(REQUIRED ACTION) The word "instance" occurs in some lines of the listing. Copy those lines.

(TASK INPUTS)
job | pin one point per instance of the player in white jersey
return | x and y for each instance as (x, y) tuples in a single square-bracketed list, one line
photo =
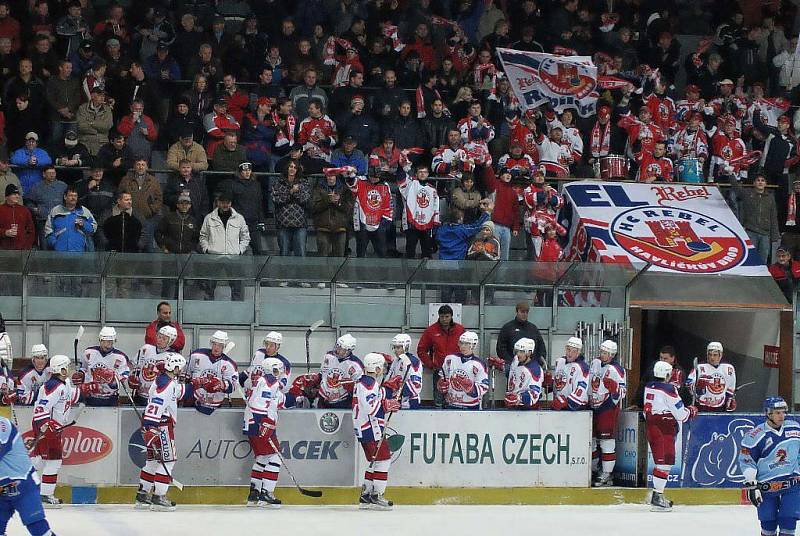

==

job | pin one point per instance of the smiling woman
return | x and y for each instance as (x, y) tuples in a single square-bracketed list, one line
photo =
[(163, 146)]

(TASK SOLUTION)
job | pin one point per instance of the player in white jersey
return | x and y for each instance as (x, y) tuples in a single square-bracketed list, one line
job | pin one point per instance of the smiling woman
return | x and y for each instance as (x, y) tuples in a single square-bracketed list, one line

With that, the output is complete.